*Testo estratto*
Mentre ci avviciniamo all’ingresso incrociamo un ragazzo che barcolla. «Lo conosco – ci dice Bartolo –, è fuori di testa. I malati di mente sono in aumento tra gli immigrati e sono emarginati dai loro stessi compagni. Nella tendopoli li hanno messi tutti in una zona, la più degradata. E a loro non pensa nessuno». Non Bartolo, però, che si ferma davanti al ragazzo. «Vuoi un pollo? Vuoi qualcosa da mangiare?». Il ragazzo dice di “no” con la testa, ma sembra pensare ad altro. Poi si allontana e va a frugare dentro a un cassonetto dei rifiuti. Una scena inaccettabile.

*Dati da esaminare*
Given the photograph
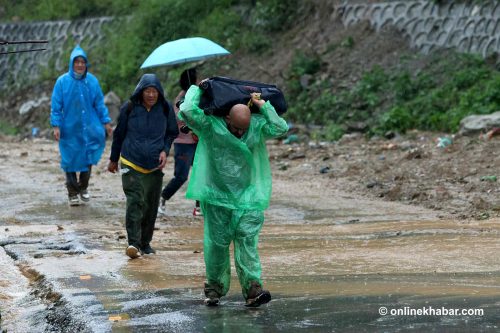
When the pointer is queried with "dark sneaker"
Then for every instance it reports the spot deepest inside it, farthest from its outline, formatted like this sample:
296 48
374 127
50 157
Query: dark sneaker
212 295
85 196
132 252
73 200
257 296
148 250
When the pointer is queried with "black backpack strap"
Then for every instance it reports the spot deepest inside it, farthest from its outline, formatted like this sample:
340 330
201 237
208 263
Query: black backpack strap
130 106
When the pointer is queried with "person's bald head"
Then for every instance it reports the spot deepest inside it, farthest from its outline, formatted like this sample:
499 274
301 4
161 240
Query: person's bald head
238 120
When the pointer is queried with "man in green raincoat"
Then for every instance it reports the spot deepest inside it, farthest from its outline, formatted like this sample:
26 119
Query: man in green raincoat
231 178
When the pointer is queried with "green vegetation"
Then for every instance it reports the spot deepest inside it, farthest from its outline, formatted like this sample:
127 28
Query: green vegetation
436 98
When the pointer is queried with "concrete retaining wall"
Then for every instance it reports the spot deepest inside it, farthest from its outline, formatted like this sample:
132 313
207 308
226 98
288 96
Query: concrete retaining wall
465 26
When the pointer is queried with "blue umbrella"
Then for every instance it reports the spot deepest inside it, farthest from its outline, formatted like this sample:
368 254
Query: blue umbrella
184 50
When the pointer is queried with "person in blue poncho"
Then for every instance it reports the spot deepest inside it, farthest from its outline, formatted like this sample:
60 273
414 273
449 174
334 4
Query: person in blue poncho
79 119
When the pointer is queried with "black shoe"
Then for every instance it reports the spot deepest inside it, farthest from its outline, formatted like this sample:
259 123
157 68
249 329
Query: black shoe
147 250
257 296
132 252
212 295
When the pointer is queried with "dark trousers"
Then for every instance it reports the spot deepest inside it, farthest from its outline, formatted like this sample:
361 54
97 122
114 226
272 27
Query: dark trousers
143 196
184 155
76 184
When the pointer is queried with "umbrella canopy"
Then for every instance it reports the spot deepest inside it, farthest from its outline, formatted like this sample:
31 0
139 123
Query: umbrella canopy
184 50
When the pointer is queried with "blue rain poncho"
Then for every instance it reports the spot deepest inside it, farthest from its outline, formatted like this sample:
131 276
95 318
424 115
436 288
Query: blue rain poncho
78 110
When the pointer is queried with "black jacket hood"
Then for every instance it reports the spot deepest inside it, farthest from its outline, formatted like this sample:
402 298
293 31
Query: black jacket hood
148 80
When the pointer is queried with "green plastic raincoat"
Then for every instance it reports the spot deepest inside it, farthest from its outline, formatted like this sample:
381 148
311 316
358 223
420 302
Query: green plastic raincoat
231 178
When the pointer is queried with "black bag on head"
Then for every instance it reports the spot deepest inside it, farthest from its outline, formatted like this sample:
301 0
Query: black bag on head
221 93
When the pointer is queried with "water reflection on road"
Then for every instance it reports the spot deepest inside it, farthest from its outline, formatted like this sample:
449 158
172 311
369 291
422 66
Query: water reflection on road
330 260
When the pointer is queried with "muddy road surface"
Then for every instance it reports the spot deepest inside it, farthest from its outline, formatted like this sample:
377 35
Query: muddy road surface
333 261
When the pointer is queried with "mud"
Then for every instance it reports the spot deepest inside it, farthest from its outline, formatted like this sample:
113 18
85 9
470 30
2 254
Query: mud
331 258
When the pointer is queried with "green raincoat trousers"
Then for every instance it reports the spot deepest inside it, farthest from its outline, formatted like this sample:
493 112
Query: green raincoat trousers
231 178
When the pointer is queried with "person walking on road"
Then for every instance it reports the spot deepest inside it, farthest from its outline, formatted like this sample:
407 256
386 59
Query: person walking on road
184 147
80 121
142 139
232 179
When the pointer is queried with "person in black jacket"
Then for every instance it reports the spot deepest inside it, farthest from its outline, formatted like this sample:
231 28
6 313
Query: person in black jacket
142 139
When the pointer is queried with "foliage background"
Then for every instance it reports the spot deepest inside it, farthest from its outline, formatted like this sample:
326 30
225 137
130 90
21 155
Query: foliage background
392 99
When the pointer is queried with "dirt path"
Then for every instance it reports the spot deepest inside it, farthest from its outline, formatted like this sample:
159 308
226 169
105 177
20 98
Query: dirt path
331 258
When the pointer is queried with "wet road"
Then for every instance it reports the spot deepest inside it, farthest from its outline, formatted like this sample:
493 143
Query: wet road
332 261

*Cosa fare*
A: Per ciascuna delle affermazioni seguenti, indica se concorda con il testo estratto rispondendo sì o no e cita alla lettera le parole del testo che lo stabiliscono. (i) Bartolo dice di conoscere il ragazzo che barcolla. (ii) Il ragazzo accetta il pollo offerto da Bartolo. (iii) Nella tendopoli i malati di mente sono stati messi nella zona più degradata.
B: Ricopia senza modifiche la parte del testo estratto che si apre con le parole contenenti "Mentre ci avviciniamo" e si chiude con "Una scena inaccettabile.".

*Soluzioni*
A:
(i) Sì: «Lo conosco – ci dice Bartolo –»
(ii) No: «Il ragazzo dice di “no” con la testa»
(iii) Sì: «Nella tendopoli li hanno messi tutti in una zona, la più degradata.»

B:
Mentre ci avviciniamo all’ingresso incrociamo un ragazzo che barcolla. «Lo conosco – ci dice Bartolo –, è fuori di testa. I malati di mente sono in aumento tra gli immigrati e sono emarginati dai loro stessi compagni. Nella tendopoli li hanno messi tutti in una zona, la più degradata. E a loro non pensa nessuno». Non Bartolo, però, che si ferma davanti al ragazzo. «Vuoi un pollo? Vuoi qualcosa da mangiare?». Il ragazzo dice di “no” con la testa, ma sembra pensare ad altro. Poi si allontana e va a frugare dentro a un cassonetto dei rifiuti. Una scena inaccettabile.